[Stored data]
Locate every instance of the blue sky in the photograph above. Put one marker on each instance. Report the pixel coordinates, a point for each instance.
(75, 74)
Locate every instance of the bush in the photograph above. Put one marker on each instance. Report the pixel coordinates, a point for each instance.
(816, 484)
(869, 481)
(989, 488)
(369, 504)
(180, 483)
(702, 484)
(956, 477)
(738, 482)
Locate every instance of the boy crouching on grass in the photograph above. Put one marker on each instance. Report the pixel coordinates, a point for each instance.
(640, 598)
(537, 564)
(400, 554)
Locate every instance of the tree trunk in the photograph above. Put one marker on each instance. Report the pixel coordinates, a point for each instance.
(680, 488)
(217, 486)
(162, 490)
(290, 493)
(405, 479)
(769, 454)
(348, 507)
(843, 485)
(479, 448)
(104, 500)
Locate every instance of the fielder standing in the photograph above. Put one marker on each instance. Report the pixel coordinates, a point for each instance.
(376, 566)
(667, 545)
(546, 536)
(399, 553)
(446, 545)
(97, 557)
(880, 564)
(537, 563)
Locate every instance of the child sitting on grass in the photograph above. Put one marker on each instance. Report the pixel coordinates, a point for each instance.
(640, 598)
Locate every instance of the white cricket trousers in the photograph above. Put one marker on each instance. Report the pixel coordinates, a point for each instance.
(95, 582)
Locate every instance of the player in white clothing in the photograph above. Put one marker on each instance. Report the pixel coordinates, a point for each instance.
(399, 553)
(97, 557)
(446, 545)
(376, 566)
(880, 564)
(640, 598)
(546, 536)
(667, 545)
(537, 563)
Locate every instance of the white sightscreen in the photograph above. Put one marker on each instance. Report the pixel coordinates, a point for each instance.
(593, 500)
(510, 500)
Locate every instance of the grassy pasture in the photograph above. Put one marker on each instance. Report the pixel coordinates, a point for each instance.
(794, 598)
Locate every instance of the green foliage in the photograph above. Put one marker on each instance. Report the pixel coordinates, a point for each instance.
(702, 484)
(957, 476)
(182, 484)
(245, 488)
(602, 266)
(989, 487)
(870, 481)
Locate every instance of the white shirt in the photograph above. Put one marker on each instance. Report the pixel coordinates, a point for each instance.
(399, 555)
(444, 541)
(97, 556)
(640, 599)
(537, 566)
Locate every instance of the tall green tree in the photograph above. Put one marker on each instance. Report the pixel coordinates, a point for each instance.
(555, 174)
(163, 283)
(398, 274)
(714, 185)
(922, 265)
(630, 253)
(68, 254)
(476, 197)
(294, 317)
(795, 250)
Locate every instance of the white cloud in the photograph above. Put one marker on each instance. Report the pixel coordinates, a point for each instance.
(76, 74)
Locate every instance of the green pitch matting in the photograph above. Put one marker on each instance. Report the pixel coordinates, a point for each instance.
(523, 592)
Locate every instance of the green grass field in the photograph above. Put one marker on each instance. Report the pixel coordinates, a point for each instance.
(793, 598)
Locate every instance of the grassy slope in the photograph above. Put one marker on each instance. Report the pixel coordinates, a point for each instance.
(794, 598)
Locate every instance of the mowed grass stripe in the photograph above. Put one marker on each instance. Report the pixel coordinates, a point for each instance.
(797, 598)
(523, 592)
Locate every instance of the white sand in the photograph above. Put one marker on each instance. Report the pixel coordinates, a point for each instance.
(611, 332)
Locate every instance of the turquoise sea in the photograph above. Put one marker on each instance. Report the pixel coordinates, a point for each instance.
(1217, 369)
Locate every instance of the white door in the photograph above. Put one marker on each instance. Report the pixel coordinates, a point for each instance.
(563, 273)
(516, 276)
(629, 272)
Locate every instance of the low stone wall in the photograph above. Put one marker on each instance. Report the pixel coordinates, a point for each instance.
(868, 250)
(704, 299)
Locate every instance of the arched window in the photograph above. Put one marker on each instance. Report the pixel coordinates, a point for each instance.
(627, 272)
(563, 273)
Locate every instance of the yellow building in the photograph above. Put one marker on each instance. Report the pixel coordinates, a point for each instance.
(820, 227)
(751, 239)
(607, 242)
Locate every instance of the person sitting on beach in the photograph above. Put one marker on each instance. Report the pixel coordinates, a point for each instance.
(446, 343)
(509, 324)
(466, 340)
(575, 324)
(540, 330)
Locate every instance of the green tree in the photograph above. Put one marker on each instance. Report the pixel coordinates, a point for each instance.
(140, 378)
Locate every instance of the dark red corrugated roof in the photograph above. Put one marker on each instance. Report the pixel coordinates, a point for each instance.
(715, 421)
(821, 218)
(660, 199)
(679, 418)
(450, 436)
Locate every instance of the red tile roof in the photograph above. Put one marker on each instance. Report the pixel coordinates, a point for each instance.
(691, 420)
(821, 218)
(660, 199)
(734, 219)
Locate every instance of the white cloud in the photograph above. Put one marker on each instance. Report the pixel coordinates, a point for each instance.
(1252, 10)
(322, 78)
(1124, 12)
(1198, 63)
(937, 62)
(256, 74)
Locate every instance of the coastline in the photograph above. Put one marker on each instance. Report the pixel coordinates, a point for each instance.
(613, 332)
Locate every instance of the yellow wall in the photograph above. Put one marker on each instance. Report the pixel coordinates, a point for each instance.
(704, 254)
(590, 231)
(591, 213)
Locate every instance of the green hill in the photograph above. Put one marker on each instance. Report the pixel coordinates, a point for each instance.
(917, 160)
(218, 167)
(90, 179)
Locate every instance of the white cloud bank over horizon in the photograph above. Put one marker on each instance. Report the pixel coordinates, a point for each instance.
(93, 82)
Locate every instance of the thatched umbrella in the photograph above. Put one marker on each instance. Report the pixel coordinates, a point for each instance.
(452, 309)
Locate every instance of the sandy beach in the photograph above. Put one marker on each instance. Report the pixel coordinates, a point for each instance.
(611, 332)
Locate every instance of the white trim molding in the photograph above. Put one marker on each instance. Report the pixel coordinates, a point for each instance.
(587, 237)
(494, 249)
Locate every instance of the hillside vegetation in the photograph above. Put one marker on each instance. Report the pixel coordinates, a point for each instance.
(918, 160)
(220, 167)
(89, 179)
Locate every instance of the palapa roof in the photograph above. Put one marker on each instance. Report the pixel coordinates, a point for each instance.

WHAT THE EXERCISE ASKS -
An exact transcript of all the records is the expected result.

PROBLEM SOLUTION -
Locate every instance of the blue sky in the photograph above. Put one marker on each instance. Report the pixel coordinates, a point for each instance.
(75, 74)
Locate every instance of the bush in the photograph above. Put one marker on each instance. Report the pixel coordinates, a point for each instance.
(816, 484)
(869, 481)
(989, 488)
(369, 504)
(180, 483)
(702, 484)
(956, 477)
(738, 482)
Locate every instance of the boy crouching on grass in the photograph above. Put one marker on each instance. Report the pixel coordinates, a point for each instance.
(640, 598)
(537, 564)
(400, 554)
Locate every instance of the tree trunk in the photograph above. Put one marker on each instance. Report the pixel coordinates, a point for each instance.
(680, 488)
(217, 486)
(162, 490)
(290, 493)
(405, 479)
(769, 454)
(348, 507)
(843, 485)
(479, 448)
(104, 500)
Locate every instance of the fielder standing in the photograph above. Put one marker on each instance. Report the pixel coordinates, a point for each instance.
(376, 566)
(667, 545)
(546, 536)
(399, 553)
(446, 545)
(97, 557)
(880, 564)
(537, 563)
Locate every instance of the child sitting on grass in the photograph above. Put one marker on each instance. Report the pixel coordinates, a point for each instance.
(640, 598)
Locate every instance of the white cricket trousers in the photograph above. Put one marker on each instance. Report the pixel coordinates, a point for each instance.
(95, 582)
Locate every instance of the player in white clothing in the photograph above. Put one marker on each instance. Report the pixel coordinates, a point for each instance.
(399, 553)
(97, 557)
(446, 545)
(376, 566)
(880, 564)
(640, 598)
(546, 536)
(667, 545)
(537, 563)
Locate every instance of the white sightscreen in the photograph above. Put one marker on each instance. Report the pixel coordinates, a point for each instance.
(593, 500)
(510, 500)
Locate every instance of the grassy pasture in the photograph above. Put one marker on each instance. Report the pixel coordinates, a point for each instance.
(794, 598)
Locate every instance of the green foliage in the photograph above. Put one marker on each instance. Report the pixel coordinates, a point for each instance.
(702, 484)
(957, 476)
(182, 484)
(245, 488)
(602, 266)
(989, 487)
(870, 481)
Locate every instance of the white shirt in the photograph above. Put one marker on each instance. Report the pixel coordinates, a point for each instance.
(399, 555)
(444, 541)
(97, 556)
(640, 599)
(537, 566)
Locate every instance of the tall green tree in the photograph above. Put one marker on each instance. Report the pixel coordinates, a point for each instance.
(555, 174)
(163, 283)
(398, 274)
(714, 185)
(922, 265)
(630, 253)
(68, 254)
(476, 197)
(294, 317)
(795, 250)
Locate every instance of the white cloud in the photograph above. Put one marker on each instance. Report the pixel coordinates, a point for each instance.
(76, 74)
Locate every instance of the green pitch matting in the photograph above. Put one marker on each instance. Report the pixel coordinates, a point for each instance.
(523, 592)
Locate every instance of the green grass field in the photograph above. Put one marker on each instance. Report the pixel coordinates, a point for each instance.
(793, 598)
Locate every instance of the grassy slope in the photograph above. Put one marker on each instance. Report the pixel coordinates, a point for each instance.
(794, 598)
Locate every instance of the mowed grass stripe in the photograph above. Put one marker on each instance. Report the pixel coordinates, a point for each instance.
(797, 598)
(523, 592)
Locate every instance of the white sand in the photograph above. Put one marker on each instance. Report the pixel coordinates, a point for each instance.
(611, 332)
Locate every instance of the turquoise sea in the photograph above. Put one marker on each instance. Report the pixel coordinates, a point for each instance.
(1217, 369)
Locate every instance of the white door in the photograph above. Put one marker on each instance. Report the pixel coordinates, a point for each instance.
(563, 273)
(516, 276)
(629, 272)
Locate every instance of the low stone wall in the photograph above. Put one marker on each instance. Report the pixel coordinates, a point for each instance.
(868, 250)
(704, 299)
Locate every instance of the arched window in the photograph above. Put one marker on each instance. Report the pixel coordinates, a point for each instance.
(627, 272)
(563, 273)
Locate every instance of the yellow building in the photograph above. Put one marker on each instance. Report the pixel coordinates, a point for each instance.
(820, 227)
(751, 239)
(607, 242)
Locate every instance of the person sitting on beach in the photograph above. Put one marker on each instance. Report the pixel coordinates, a point for each instance.
(446, 343)
(509, 324)
(466, 340)
(575, 324)
(540, 330)
Locate every instance of the green tree in the photograph above. Put one marker on each instance. Report the pixel coordinates, a point for each instance.
(140, 378)
Locate every instance of the dark red corrugated roof in the photograph above. Put one marker on each instance. Report the pixel coordinates, a point for each instance.
(715, 421)
(821, 218)
(660, 199)
(679, 418)
(450, 436)
Locate every instance of the red tile roof in the photograph above. Put one marker on each instance. Report the pixel coordinates, a point for each instance.
(691, 420)
(821, 218)
(660, 199)
(734, 219)
Locate every instance of the white cloud in the photograph above. Put one marker on each instance. Report the pixel coordinates, a point for each instance.
(1252, 10)
(322, 78)
(1124, 12)
(1198, 63)
(937, 62)
(256, 74)
Locate every instance of the coastline in the photograph above. Put one marker on each instance. Report the pixel coordinates, a point for each instance.
(613, 332)
Locate every instance of the yellow wall in the photograph above. Put one marker on each instance. Report the pixel coordinates, a point for each instance.
(704, 254)
(590, 231)
(591, 213)
Locate every instance of the green hill in the photograph above. Put one marker on each instance. Report the pixel coordinates, a point for each instance.
(917, 160)
(218, 167)
(90, 179)
Locate every instance of the white cloud bank over horizon in the photograph above. Put one marker on each instance. Report the pixel coordinates, a point for each instance.
(93, 82)
Locate every instance of the thatched umbrella in the photograph above. Put one marker on each instance. Report the pixel coordinates, a point for each instance.
(452, 309)
Locate every instance of the sandy beach in the photograph above. Put one marker on each instance. Report the pixel coordinates, a point for each instance.
(611, 332)
Locate every instance of the white trim molding in the photograph above. Put one marker on each instance. Report the pixel coordinates, a point for each instance.
(587, 237)
(494, 249)
Locate every instance of the hillside vegetation in the photograph above. Put one marker on each instance. Report the pixel coordinates, a point for each instance.
(918, 160)
(220, 167)
(89, 179)
Locate every instance of the palapa roof in the photograph above. Put one marker on each instance. Report the pixel coordinates, a point for each instance.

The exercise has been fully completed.